- Provided data -
>>>>>
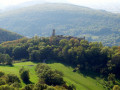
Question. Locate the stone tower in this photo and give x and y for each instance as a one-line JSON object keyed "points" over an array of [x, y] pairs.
{"points": [[53, 34]]}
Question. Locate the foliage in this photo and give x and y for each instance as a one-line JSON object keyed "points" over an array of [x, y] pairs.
{"points": [[8, 36], [24, 74], [96, 25], [51, 77]]}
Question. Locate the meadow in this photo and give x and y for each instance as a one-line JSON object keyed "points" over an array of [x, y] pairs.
{"points": [[80, 81]]}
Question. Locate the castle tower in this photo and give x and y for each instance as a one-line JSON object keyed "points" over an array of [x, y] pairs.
{"points": [[53, 34]]}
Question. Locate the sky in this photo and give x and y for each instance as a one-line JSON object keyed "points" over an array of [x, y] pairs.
{"points": [[98, 4]]}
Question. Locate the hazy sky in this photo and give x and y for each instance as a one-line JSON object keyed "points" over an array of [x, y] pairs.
{"points": [[100, 4]]}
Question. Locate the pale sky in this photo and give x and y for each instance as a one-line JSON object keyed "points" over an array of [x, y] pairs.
{"points": [[100, 4]]}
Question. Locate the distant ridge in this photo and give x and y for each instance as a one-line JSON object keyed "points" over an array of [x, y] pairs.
{"points": [[67, 19], [8, 36]]}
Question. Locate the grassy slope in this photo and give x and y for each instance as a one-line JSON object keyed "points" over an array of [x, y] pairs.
{"points": [[81, 82]]}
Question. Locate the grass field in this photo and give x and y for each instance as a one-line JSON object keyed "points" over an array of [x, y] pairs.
{"points": [[80, 81]]}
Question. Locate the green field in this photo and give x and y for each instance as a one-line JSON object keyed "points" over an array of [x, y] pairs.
{"points": [[80, 81]]}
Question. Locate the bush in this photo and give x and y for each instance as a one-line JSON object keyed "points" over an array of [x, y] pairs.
{"points": [[1, 73], [16, 85], [6, 87], [28, 87], [11, 78], [39, 86], [24, 74], [2, 82], [116, 87]]}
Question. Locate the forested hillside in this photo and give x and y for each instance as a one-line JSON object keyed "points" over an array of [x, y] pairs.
{"points": [[67, 19], [8, 36], [84, 56]]}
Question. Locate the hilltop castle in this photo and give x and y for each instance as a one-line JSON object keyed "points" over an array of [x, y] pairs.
{"points": [[59, 37]]}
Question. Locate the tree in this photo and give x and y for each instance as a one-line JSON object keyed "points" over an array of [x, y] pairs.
{"points": [[24, 74]]}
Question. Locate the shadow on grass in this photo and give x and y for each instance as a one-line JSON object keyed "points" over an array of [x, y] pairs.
{"points": [[6, 65], [85, 73], [28, 82]]}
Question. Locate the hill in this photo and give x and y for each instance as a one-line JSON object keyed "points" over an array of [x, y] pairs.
{"points": [[67, 19], [79, 81], [8, 36]]}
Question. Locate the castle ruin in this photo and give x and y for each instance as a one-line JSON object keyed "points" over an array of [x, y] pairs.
{"points": [[59, 37]]}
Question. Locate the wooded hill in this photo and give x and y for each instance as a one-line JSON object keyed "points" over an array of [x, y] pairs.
{"points": [[96, 25], [8, 36]]}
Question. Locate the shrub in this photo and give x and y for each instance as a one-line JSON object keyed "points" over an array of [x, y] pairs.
{"points": [[24, 74], [2, 82], [16, 85], [6, 87], [12, 78], [1, 73], [39, 86], [28, 87]]}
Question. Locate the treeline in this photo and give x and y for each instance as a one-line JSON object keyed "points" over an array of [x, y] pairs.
{"points": [[89, 56], [48, 80], [8, 36]]}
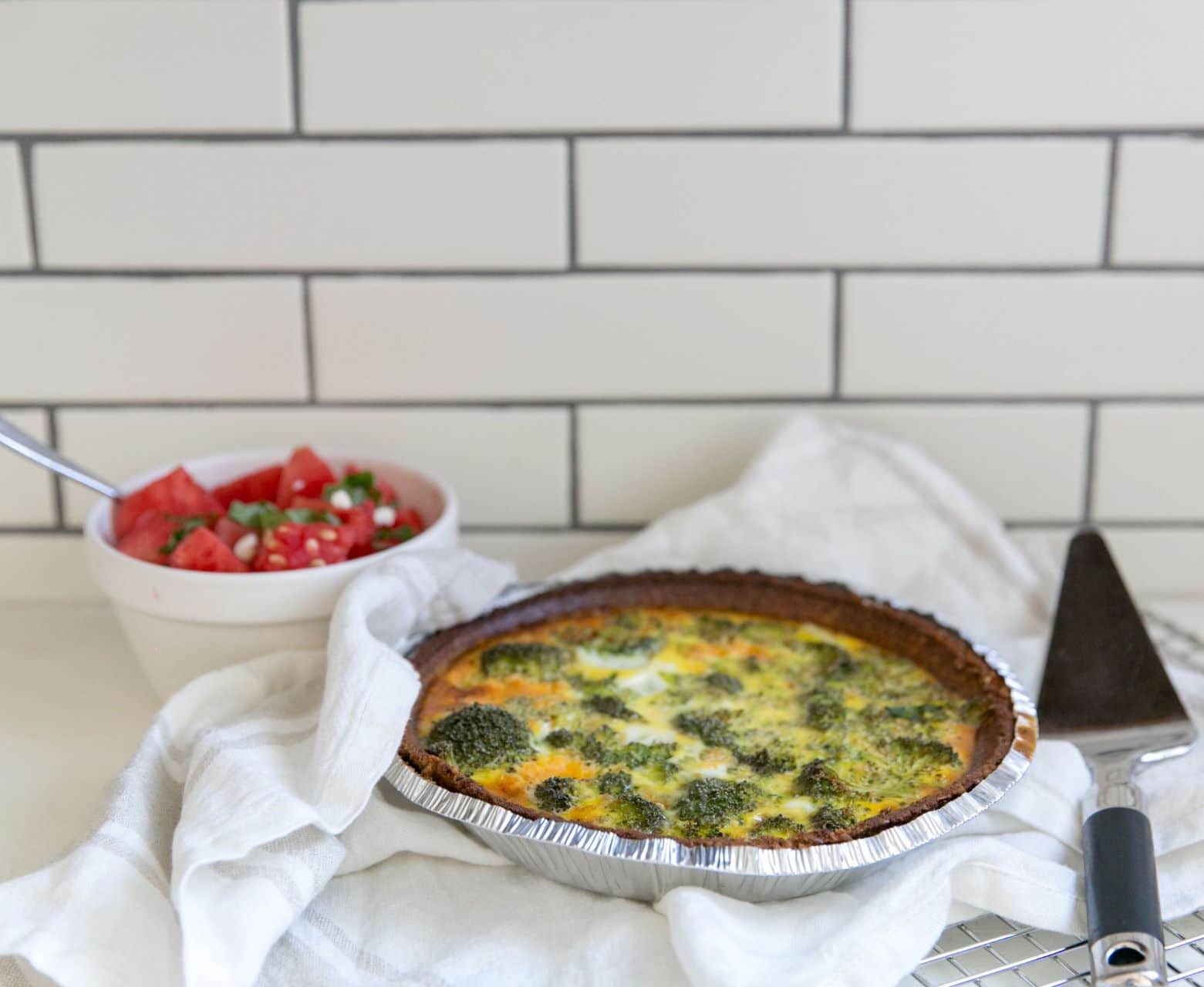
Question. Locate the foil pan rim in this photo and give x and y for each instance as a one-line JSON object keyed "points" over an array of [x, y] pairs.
{"points": [[736, 860]]}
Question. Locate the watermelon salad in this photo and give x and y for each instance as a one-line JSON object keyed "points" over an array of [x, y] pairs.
{"points": [[296, 515]]}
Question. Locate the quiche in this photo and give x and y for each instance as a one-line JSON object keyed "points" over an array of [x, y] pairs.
{"points": [[708, 708]]}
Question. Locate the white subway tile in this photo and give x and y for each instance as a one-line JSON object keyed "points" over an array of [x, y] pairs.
{"points": [[15, 251], [143, 66], [508, 466], [222, 206], [163, 339], [831, 200], [1160, 200], [540, 555], [1148, 463], [586, 66], [35, 568], [637, 463], [1017, 64], [582, 336], [28, 489], [1152, 560], [1094, 334], [1160, 560]]}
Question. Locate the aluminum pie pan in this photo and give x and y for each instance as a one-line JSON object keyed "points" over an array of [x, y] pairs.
{"points": [[644, 869]]}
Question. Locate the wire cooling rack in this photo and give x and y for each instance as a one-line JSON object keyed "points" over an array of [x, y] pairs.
{"points": [[991, 951]]}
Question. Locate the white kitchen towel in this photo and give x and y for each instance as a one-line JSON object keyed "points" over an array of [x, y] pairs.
{"points": [[248, 843]]}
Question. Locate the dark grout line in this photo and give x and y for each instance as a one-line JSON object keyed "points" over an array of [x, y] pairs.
{"points": [[52, 433], [1111, 204], [1088, 487], [847, 70], [603, 271], [295, 62], [1040, 524], [559, 134], [311, 370], [575, 501], [25, 150], [632, 527], [571, 205], [38, 530], [452, 403], [837, 334]]}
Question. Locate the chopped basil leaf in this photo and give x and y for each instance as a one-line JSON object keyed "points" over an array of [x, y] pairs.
{"points": [[187, 526], [392, 536], [359, 487], [264, 515]]}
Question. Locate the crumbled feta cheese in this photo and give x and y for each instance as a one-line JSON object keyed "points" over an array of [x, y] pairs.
{"points": [[245, 548]]}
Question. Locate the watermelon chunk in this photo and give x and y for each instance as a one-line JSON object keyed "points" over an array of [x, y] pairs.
{"points": [[148, 536], [305, 474], [298, 547], [358, 518], [204, 551], [260, 485], [175, 494]]}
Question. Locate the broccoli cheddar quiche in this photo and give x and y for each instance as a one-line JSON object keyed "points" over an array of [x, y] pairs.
{"points": [[708, 708]]}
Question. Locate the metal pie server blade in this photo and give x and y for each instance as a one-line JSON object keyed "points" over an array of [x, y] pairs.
{"points": [[1107, 691]]}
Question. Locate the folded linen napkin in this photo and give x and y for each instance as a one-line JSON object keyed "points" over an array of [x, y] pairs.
{"points": [[248, 843]]}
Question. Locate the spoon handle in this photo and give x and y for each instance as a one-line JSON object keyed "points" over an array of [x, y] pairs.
{"points": [[32, 450]]}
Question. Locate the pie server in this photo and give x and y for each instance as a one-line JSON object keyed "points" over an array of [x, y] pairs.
{"points": [[1105, 691]]}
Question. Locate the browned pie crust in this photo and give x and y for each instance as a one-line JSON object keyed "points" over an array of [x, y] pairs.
{"points": [[938, 649]]}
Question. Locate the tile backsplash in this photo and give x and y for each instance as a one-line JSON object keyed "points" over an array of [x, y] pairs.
{"points": [[583, 257]]}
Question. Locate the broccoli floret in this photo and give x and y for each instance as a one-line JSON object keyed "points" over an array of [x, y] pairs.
{"points": [[625, 638], [921, 712], [831, 817], [926, 753], [480, 736], [555, 795], [819, 781], [723, 682], [614, 783], [633, 811], [776, 826], [837, 662], [825, 710], [530, 659], [710, 803], [611, 706], [764, 762], [714, 628], [710, 727]]}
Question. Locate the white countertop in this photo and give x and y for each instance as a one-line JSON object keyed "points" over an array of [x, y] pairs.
{"points": [[75, 707]]}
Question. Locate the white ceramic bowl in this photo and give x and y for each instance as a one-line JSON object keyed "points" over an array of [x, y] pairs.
{"points": [[182, 624]]}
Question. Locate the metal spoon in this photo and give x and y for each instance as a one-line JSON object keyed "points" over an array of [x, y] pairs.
{"points": [[32, 450]]}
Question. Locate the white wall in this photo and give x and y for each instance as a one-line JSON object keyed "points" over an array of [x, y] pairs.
{"points": [[583, 255]]}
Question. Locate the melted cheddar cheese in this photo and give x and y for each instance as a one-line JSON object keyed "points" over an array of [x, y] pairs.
{"points": [[697, 723]]}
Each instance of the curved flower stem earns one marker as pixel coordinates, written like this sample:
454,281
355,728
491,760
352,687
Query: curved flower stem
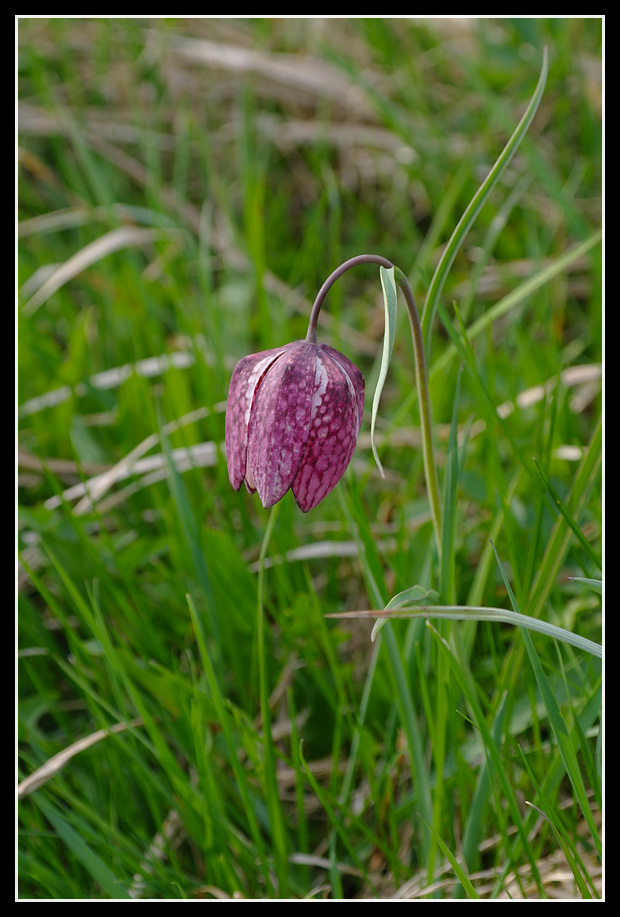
430,468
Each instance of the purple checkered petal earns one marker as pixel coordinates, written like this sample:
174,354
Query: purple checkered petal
280,420
246,378
336,417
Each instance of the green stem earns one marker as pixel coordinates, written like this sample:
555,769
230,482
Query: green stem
421,374
276,821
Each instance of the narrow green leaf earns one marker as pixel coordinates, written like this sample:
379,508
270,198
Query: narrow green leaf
93,864
557,723
460,872
481,613
557,502
477,202
595,584
388,284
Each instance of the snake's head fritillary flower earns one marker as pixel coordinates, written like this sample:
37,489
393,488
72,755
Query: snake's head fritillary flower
292,421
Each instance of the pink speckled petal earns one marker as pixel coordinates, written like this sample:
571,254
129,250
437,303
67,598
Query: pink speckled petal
280,420
337,407
244,382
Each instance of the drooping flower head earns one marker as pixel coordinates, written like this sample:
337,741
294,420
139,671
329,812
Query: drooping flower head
292,421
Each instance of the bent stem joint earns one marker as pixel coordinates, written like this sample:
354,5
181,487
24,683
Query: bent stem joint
430,469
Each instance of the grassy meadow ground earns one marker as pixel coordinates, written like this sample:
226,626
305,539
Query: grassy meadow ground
191,721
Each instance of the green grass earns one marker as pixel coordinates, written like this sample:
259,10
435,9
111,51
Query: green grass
192,721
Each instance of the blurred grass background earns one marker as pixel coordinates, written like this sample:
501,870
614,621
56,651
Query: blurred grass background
184,188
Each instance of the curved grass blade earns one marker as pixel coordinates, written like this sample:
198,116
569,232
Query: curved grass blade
477,202
556,721
456,866
481,613
558,503
390,301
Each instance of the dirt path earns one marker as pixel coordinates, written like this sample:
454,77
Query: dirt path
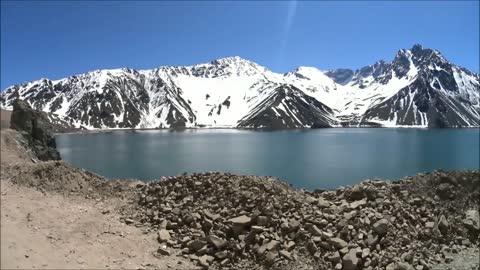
49,231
<<<<<
What is needed is an exact copy of only the lines from the line containing "Query: narrow green leaf" through the last line of the entries, inclusive, without the pictures.

Query: narrow green leaf
93,864
557,723
460,872
481,613
557,502
477,202
595,584
388,284
Each instance of the snake's head fritillary flower earns one marker as pixel coordinates, written like this sample:
37,489
393,488
72,755
Query: snake's head fritillary flower
292,421
Each instance of the pink speckled petal earns one marker as pixel coordinates, written like this sample:
571,254
129,250
437,303
67,598
Query: pink speckled petal
280,420
337,407
244,382
Each instance of the drooping flower head earns one marker as pixel coordinates, written like this sample:
337,741
294,420
139,671
329,812
Query: drooping flower head
292,421
Each instance of the bent stem joint earns one marker as pixel coordinates, written like this sample:
354,5
181,487
24,683
Query: bent stem joint
430,469
Each instance of the grassy meadow ground earns one marker as pixel coordinates, written like this sample:
226,626
305,539
Query: grassy meadow ground
191,721
Each instance of the green grass earns one marker as pixel coordinates, written like this sample:
259,10
435,9
111,51
Query: green grass
192,721
Each instance of the blurred grass background earns one marker as pixel coordinates, written like this sample:
501,870
614,621
56,651
Query: blurred grass background
184,188
Each instance of the curved grass blade earns one marker as pixel coordinates, written like this sample:
198,116
569,232
Query: curved grass blade
477,202
556,721
456,866
481,613
558,503
390,301
Each instance of the dirt path earns one marker as pixel coordinates, written like this sample:
454,77
Query: dirt path
49,231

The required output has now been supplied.